Verilen görev 1: Aşağıdaki Ay programı metnine göre (a), (b) ve (c) ifadelerinin her birinin metinle uyuşup uyuşmadığını evet ya da hayır diye belirtin ve karara götüren sözleri metinden aynen alıntılayın. (a) Ay hedefi üç aşamada tamamlanacak. (b) İlk aşamada Ay'a sert iniş yapılacak. (c) Uzay aracını yakın yörüngeye çıkaracak ilk fırlatma yalnızca yerli imkânlarla yapılacak.
Verilen görev 2: Aşağıdaki Ay programı metnini son cümlesinden sonra devam ettirerek yazın.

Erdoğan, Milli Uzay Programı’ndaki birincil ve en önemli hedefin, Cumhuriyetin 100. yılında Ay’a ilk teması gerçekleştirmek olduğunu kaydetti. “İnşallah Ay’a gidiyoruz. Hazırlıklarına başladığımız Ay programıyla bu hedefi 2 aşamada tamamlamayı düşünüyoruz.”
İlk aşamada, 2023 sonunda Türkiye’nin milli ve özgün hibrit roketiyle Ay’a ulaşılarak sert iniş gerçekleştirilecek. Uzay aracını yakın yörüngeye çıkaracak ilk fırlatma ise uluslararası iş birliğiyle hayata geçirilecek. Erdoğan’ın son zamanlarda Elon Musk ile yaptığı görüşmeler, bu konuda SpaceX ile iş birliği yapılacağı ihtimalini akıllara getiriyor. “Hem Ay’a ulaşmayı başaran ülkelerden biri olacak, hem de ikinci aşama için gerekli bilgileri toplamış olacağız.”

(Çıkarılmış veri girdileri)
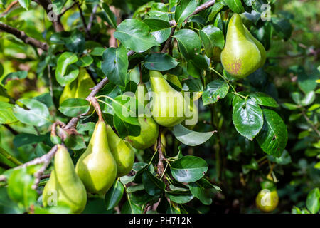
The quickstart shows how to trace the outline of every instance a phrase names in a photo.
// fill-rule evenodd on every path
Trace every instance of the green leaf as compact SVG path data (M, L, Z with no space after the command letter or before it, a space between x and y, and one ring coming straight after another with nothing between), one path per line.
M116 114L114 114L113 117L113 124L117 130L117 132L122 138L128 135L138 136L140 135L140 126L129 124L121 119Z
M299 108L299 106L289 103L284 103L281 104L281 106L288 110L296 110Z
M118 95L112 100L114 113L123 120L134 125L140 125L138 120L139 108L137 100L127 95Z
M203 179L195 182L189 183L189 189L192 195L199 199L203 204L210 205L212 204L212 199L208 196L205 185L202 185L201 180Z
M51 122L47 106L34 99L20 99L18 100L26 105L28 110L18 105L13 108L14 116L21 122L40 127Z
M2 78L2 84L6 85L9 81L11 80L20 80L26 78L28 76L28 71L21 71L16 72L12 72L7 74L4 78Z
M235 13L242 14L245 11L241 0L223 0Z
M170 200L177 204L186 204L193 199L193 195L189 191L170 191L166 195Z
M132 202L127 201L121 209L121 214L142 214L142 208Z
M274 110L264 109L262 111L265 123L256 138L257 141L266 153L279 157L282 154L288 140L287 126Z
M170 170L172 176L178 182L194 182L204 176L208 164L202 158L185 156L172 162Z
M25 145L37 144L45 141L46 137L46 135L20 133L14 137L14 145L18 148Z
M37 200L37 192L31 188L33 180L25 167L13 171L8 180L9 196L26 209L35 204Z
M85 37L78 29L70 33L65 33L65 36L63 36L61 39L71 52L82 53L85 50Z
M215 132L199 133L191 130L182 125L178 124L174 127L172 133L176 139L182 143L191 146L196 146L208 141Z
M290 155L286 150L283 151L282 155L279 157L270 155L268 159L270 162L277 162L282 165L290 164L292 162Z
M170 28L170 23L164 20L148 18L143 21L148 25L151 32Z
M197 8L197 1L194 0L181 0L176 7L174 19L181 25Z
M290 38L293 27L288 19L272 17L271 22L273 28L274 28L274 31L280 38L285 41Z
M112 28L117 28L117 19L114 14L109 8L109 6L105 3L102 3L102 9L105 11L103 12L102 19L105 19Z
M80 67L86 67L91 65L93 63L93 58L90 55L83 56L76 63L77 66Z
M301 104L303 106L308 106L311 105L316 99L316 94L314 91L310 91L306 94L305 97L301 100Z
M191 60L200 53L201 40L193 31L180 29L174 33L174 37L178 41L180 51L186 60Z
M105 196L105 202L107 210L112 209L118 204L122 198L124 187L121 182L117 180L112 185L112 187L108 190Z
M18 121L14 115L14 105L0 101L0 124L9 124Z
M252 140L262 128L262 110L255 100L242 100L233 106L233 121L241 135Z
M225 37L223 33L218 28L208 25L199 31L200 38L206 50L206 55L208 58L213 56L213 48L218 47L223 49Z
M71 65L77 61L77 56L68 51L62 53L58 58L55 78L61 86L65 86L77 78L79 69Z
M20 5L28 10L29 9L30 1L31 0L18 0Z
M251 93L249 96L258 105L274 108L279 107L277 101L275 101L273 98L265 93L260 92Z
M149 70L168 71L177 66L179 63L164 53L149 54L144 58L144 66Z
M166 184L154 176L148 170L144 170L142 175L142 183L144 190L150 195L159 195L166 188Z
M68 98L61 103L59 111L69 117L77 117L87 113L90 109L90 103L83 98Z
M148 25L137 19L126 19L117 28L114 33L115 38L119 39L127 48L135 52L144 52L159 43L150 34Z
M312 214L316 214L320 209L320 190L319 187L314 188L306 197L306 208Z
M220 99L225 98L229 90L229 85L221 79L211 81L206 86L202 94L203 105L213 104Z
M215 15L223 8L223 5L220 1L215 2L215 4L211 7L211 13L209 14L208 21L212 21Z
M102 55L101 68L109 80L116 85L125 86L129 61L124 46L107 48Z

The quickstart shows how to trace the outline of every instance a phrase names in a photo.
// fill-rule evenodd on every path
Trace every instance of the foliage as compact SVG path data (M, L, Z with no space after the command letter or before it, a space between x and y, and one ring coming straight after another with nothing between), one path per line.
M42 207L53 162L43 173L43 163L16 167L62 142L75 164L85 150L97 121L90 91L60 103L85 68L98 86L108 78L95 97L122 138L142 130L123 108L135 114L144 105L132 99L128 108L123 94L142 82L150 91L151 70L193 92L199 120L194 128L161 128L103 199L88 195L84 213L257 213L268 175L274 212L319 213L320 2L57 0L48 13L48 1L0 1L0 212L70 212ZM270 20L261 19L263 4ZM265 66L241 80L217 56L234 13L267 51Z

Beklenen çıktı 1:
(a) Hayır: "bu hedefi 2 aşamada tamamlamayı düşünüyoruz"
(b) Evet: "Ay’a ulaşılarak sert iniş gerçekleştirilecek"
(c) Hayır: "uluslararası iş birliğiyle hayata geçirilecek"

Beklenen çıktı 2:
İkinci aşamada ise Ay’a yumuşak inişin gerçekleştirilmesi planlanıyor. “Ay’a yumuşak iniş gerçekleştireceğimiz ikinci aşamayı da tamamladığımızda Ay’da bilimsel faaliyetler yapabilen sayılı ülkelerden biri konumuna geleceğiz. Böylece medeniyet coğrafyamızın da sembolü olan hilali, al bayrağımızla Ay’a göndermenin gururunu milletimize yaşatacağız.”
Erdoğan, hazırlıklarına başlanacak Ay programının fırlatma, roket ve kontrol teknolojilerindeki atılımlar için bir kaldıraç görevi göreceğini kaydetti. “Bu program birçok alandaki çalışmalara zemin oluşturacaktır. Böylece yerli ve milli olarak geliştirdiğimiz alt sistemlerin ticarileştirmesinin de önü açılacaktır.”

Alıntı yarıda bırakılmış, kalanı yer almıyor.